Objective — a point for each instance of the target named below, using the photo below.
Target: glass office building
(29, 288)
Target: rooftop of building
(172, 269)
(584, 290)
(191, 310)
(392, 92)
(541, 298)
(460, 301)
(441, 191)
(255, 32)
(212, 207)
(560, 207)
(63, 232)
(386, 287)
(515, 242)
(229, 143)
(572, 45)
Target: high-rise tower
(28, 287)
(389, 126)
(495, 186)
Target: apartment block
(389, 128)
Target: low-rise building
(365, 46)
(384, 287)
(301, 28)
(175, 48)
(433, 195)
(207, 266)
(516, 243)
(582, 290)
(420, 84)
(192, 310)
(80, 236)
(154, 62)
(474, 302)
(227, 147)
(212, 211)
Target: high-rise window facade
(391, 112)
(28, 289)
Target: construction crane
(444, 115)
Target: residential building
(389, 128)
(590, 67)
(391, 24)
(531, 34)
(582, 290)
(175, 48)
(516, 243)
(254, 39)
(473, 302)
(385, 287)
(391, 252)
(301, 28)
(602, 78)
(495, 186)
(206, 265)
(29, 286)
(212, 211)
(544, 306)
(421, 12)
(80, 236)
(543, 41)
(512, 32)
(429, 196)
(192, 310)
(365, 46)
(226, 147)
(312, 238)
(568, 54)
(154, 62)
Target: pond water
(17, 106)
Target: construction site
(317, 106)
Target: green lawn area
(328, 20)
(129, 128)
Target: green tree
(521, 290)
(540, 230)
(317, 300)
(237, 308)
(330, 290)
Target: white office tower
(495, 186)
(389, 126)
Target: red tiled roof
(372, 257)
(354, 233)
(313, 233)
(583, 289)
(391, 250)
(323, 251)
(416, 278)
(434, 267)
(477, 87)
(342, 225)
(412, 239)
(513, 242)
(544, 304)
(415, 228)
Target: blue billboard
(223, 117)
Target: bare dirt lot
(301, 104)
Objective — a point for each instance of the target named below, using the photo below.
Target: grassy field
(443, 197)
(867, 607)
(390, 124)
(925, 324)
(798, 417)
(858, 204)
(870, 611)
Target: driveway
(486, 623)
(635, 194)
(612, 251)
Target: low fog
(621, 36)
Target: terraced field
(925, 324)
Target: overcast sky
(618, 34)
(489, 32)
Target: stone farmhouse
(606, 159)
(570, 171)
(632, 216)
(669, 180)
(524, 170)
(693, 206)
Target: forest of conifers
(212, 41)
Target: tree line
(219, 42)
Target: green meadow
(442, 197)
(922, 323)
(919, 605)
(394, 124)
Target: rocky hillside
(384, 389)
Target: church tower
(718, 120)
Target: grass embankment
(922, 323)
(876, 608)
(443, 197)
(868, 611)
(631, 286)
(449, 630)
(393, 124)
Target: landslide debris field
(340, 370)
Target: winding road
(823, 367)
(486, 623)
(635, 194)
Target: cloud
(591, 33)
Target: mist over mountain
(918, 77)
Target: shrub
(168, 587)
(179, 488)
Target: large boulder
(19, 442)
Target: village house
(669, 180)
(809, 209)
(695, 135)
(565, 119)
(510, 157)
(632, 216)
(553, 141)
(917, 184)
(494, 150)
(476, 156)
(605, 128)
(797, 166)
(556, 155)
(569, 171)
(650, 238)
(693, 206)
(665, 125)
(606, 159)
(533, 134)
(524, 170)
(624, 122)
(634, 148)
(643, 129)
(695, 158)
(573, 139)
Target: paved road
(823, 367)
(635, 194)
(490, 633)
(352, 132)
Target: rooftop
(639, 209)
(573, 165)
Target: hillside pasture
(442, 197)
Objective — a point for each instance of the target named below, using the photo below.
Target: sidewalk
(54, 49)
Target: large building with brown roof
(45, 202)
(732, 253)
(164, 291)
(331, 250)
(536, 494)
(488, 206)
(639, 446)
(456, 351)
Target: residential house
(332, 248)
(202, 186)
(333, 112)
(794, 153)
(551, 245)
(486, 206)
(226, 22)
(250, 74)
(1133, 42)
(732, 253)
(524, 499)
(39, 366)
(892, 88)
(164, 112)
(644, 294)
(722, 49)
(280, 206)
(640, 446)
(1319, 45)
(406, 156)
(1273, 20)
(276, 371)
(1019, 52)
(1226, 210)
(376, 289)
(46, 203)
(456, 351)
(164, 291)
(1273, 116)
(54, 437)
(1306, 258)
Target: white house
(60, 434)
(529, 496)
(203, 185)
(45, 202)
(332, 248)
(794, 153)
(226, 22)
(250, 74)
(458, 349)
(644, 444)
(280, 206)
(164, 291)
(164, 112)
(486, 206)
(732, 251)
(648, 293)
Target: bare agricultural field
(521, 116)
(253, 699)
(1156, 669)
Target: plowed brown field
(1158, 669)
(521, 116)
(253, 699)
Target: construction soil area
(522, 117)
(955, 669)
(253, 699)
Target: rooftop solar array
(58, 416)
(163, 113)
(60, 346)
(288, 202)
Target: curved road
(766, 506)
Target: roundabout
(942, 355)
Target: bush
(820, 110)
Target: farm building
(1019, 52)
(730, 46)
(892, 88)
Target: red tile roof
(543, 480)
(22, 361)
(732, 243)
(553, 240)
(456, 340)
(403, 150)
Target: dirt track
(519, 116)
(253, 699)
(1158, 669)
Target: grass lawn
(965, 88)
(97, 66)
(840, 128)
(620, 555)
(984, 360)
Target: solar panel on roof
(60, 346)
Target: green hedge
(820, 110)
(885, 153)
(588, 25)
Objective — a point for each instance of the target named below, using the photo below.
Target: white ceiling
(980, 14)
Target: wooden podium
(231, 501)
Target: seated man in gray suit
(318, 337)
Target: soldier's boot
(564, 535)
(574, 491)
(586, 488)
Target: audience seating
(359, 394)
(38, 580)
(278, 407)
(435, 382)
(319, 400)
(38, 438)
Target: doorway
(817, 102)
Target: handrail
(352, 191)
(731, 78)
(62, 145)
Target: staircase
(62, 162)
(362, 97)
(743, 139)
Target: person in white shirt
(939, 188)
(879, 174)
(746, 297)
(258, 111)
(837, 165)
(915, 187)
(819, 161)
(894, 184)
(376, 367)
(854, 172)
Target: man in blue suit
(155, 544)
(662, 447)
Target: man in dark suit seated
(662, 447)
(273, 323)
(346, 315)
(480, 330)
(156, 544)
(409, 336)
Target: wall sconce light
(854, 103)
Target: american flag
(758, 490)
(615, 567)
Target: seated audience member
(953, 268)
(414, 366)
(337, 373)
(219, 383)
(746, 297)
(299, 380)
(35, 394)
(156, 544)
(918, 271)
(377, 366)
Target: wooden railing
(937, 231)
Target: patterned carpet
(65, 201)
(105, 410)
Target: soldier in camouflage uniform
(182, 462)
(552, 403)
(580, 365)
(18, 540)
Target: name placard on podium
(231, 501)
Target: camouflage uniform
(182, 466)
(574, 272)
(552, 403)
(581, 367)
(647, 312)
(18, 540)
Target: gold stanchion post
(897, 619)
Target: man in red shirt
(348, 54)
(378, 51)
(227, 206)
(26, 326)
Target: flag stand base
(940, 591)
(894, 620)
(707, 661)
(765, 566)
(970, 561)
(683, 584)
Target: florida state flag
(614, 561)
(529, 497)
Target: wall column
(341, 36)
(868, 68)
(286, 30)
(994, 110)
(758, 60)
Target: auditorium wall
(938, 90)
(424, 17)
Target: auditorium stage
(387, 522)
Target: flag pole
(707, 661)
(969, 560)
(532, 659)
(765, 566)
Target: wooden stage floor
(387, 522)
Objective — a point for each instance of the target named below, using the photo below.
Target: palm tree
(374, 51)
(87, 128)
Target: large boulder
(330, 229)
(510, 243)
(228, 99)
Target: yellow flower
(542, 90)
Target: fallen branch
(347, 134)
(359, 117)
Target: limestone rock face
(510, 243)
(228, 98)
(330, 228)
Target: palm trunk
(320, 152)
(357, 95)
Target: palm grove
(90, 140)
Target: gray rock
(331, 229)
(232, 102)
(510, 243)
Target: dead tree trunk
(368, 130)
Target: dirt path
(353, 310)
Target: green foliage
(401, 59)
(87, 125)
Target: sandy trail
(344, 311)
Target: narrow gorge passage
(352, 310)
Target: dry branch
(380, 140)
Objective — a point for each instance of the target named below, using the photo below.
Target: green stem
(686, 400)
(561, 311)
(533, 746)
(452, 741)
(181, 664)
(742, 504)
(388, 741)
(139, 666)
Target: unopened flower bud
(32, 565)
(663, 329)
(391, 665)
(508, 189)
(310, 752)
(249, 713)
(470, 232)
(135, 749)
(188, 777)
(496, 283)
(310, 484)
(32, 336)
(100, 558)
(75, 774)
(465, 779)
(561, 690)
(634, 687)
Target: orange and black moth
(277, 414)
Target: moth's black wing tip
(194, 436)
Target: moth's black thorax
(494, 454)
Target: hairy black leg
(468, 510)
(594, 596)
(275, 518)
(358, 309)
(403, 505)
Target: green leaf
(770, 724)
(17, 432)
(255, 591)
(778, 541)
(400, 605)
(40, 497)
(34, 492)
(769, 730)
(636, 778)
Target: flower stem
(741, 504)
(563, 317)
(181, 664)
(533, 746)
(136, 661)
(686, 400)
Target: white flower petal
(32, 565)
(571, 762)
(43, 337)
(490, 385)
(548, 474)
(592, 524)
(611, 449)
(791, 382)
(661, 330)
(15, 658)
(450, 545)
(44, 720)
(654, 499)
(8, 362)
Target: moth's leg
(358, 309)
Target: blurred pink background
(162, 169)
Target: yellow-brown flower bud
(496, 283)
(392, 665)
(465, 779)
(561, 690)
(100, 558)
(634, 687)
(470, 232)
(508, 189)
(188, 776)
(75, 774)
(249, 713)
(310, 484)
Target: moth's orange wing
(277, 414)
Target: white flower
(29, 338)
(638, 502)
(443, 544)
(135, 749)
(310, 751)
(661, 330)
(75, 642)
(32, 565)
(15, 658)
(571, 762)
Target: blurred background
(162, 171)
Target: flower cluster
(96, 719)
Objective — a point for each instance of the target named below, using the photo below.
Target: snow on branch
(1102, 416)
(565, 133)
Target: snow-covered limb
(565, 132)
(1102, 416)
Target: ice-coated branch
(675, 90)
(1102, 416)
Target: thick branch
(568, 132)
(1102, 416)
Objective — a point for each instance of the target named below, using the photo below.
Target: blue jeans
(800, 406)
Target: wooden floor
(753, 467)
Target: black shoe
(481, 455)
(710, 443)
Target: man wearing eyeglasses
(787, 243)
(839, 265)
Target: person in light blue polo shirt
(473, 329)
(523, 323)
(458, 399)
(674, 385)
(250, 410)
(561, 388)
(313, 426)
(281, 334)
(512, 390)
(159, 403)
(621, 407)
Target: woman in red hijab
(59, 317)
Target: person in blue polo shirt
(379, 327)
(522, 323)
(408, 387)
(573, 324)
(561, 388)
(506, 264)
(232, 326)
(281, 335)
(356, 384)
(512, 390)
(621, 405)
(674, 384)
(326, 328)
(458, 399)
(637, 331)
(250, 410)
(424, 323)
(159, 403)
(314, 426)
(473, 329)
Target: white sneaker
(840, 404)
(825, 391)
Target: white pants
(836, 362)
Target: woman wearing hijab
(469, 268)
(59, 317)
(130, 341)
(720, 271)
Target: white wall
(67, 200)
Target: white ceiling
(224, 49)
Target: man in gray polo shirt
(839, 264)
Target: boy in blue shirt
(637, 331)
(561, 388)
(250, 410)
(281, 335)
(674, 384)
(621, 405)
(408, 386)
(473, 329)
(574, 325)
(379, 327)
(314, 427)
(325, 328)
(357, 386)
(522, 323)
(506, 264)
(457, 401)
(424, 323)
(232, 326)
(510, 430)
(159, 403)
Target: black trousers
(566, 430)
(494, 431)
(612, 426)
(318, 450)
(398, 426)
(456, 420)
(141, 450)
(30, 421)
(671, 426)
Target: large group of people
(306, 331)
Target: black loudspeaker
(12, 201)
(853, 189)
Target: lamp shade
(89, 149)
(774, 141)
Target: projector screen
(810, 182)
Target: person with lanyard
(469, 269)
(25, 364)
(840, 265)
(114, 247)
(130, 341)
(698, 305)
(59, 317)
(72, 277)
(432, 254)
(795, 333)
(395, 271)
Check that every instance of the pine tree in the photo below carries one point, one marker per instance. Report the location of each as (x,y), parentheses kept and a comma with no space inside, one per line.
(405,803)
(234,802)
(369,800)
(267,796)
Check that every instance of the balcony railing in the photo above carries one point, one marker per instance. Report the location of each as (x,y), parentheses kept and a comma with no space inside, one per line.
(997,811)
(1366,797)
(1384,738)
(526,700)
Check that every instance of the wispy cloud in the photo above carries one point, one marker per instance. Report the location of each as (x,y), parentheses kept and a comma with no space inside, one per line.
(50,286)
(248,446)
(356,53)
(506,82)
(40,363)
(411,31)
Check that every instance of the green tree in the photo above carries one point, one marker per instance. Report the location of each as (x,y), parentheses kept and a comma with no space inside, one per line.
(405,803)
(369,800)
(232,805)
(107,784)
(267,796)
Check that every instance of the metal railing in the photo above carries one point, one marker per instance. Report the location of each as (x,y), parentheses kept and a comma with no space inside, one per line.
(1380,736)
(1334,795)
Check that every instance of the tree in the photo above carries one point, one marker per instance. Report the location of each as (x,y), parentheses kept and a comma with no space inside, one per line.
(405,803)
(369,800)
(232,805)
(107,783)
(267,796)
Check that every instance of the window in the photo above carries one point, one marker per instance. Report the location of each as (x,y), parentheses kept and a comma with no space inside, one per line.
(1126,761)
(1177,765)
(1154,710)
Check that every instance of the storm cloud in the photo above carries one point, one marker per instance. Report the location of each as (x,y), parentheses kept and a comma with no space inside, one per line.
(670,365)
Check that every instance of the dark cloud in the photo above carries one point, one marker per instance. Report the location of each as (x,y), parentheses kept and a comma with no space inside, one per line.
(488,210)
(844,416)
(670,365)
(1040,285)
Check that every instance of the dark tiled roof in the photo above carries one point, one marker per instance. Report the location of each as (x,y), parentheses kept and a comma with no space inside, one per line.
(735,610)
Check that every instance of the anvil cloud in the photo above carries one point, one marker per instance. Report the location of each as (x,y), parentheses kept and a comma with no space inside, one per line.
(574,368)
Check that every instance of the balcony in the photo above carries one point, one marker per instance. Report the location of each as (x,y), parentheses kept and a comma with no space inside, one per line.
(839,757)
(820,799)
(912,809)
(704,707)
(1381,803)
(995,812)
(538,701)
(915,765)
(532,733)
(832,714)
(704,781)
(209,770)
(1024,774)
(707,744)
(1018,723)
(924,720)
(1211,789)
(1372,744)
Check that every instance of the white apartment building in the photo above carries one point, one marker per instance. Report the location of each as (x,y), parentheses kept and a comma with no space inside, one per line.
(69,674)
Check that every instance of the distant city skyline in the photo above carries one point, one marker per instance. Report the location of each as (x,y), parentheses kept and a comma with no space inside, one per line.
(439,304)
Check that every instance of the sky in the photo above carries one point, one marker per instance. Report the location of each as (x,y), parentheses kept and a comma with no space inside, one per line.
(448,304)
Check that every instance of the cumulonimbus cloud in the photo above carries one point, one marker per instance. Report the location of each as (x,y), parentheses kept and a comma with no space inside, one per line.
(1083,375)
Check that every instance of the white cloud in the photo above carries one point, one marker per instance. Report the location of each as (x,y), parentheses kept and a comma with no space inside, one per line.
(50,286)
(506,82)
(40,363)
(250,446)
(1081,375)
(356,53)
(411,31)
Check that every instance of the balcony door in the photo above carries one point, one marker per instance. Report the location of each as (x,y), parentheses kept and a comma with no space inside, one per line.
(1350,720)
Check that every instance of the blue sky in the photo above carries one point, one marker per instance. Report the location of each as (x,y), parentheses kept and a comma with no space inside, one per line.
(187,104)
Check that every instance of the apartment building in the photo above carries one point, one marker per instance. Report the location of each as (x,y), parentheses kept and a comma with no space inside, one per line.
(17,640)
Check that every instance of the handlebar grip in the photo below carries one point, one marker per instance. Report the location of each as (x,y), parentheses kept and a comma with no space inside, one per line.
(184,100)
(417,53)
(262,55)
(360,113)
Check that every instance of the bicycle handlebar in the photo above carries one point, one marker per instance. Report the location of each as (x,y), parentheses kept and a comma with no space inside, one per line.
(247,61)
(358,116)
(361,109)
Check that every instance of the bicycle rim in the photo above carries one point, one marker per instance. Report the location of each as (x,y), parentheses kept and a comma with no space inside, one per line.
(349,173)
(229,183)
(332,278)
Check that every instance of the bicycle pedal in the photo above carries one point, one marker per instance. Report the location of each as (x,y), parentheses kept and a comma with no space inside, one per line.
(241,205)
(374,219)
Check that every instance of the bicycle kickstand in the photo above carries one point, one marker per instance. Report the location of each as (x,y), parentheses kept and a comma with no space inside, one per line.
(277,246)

### What is asked
Could you give again exactly the lines from the line containing "Check that every instance of the bicycle rim" through the final line of the data above, and no others?

### Response for this exercise
Check that every instance of the bicycle rim in the photo above carries one point, one marker per instance. Report the location of each as (x,y), parentheses kept and a comma with no space inside, one per line.
(349,173)
(229,183)
(332,278)
Check that every instance of the bicycle pedal in the photo above carries one point, one marker per instance. Report the location of each as (x,y), parentheses kept and a comma with no space inside, one per line.
(241,205)
(374,219)
Check that every instance of the bicycle kickstand in the photo above carries one point, one marker per instance. Report the location of each as (x,y), parentheses kept and a comma with no space inside, one per line.
(277,246)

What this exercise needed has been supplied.